WHAT THE TASK REQUIRES:
Only the lines that hold "every" should be in the answer, each copied from the data below.

---------- GIVEN RECORDS

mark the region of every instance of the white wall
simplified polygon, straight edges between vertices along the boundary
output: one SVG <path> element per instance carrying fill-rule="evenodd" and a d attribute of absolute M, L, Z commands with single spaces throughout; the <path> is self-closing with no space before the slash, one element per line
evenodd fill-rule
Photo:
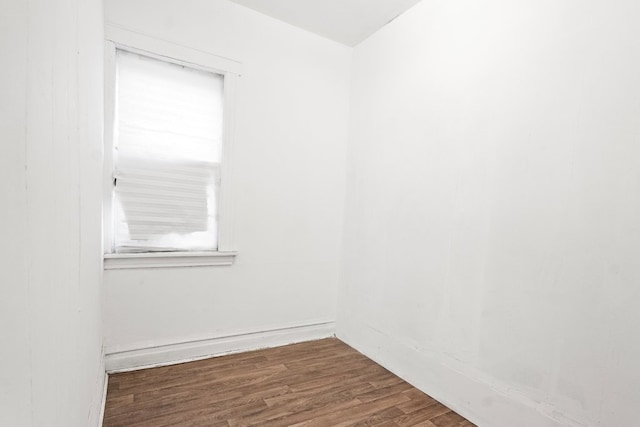
<path fill-rule="evenodd" d="M 430 0 L 356 47 L 339 337 L 481 426 L 638 424 L 639 20 Z"/>
<path fill-rule="evenodd" d="M 0 14 L 0 425 L 97 426 L 102 4 Z"/>
<path fill-rule="evenodd" d="M 107 353 L 335 320 L 351 49 L 223 0 L 106 21 L 243 63 L 231 267 L 105 271 Z"/>

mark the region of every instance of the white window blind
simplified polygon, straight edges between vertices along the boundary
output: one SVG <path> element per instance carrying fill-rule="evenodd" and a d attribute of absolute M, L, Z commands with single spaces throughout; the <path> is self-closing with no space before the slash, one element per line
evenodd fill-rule
<path fill-rule="evenodd" d="M 113 249 L 217 249 L 219 74 L 116 51 Z"/>

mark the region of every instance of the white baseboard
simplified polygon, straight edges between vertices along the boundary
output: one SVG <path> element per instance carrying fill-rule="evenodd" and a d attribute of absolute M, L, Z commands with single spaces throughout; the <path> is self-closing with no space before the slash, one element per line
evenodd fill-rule
<path fill-rule="evenodd" d="M 100 360 L 95 372 L 95 384 L 91 399 L 91 407 L 87 414 L 86 425 L 101 427 L 107 398 L 107 373 L 104 367 L 104 355 L 100 353 Z"/>
<path fill-rule="evenodd" d="M 584 427 L 554 408 L 506 393 L 367 325 L 338 323 L 337 337 L 479 427 Z"/>
<path fill-rule="evenodd" d="M 335 335 L 335 322 L 287 326 L 259 332 L 107 353 L 106 370 L 124 372 L 225 354 L 313 341 Z"/>
<path fill-rule="evenodd" d="M 102 390 L 102 404 L 100 406 L 100 418 L 99 418 L 100 424 L 98 424 L 100 427 L 102 427 L 102 424 L 104 423 L 104 409 L 107 406 L 107 388 L 108 387 L 109 387 L 109 374 L 107 374 L 105 372 L 104 373 L 104 386 L 103 386 L 103 390 Z"/>

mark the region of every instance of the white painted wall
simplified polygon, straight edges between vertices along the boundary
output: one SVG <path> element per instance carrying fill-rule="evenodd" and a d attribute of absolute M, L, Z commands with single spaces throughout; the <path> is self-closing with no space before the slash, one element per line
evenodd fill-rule
<path fill-rule="evenodd" d="M 638 424 L 639 20 L 432 0 L 356 47 L 339 337 L 481 426 Z"/>
<path fill-rule="evenodd" d="M 0 14 L 0 425 L 97 426 L 102 4 Z"/>
<path fill-rule="evenodd" d="M 351 49 L 223 0 L 106 21 L 243 63 L 231 267 L 105 271 L 107 353 L 335 320 Z"/>

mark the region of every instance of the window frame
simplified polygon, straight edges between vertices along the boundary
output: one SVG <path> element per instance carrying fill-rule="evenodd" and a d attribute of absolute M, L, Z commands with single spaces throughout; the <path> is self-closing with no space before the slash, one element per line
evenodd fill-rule
<path fill-rule="evenodd" d="M 116 50 L 124 50 L 161 61 L 195 68 L 224 76 L 223 136 L 218 193 L 218 250 L 176 251 L 117 254 L 114 251 L 113 172 L 116 94 Z M 233 242 L 233 200 L 229 188 L 231 178 L 235 104 L 240 62 L 192 49 L 121 27 L 105 27 L 105 111 L 104 111 L 104 185 L 103 185 L 103 252 L 104 268 L 195 267 L 233 264 L 237 252 Z"/>

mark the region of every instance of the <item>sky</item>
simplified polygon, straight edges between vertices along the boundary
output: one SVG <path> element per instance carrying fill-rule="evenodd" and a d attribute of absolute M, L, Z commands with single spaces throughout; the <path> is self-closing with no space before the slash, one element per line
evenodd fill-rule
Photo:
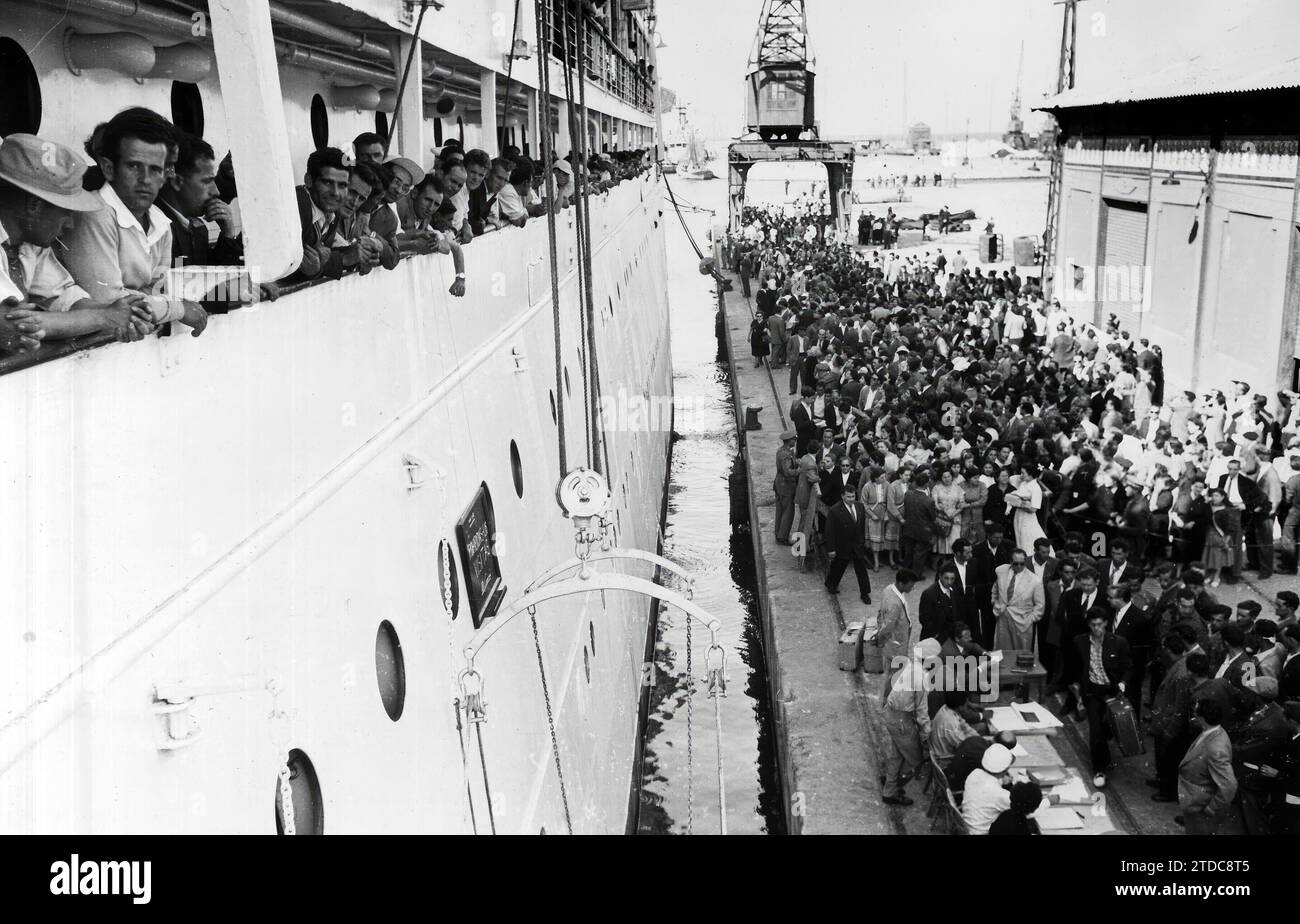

--------------------

ANSWER SPACE:
mark the region of every instance of the white wall
mark the region of every instance of the white window blind
mark the region of every instance of the white baseboard
mark the region of every instance of the white painted wall
mark the region of every instance of the window frame
mark the region of every instance of the <item>sky</item>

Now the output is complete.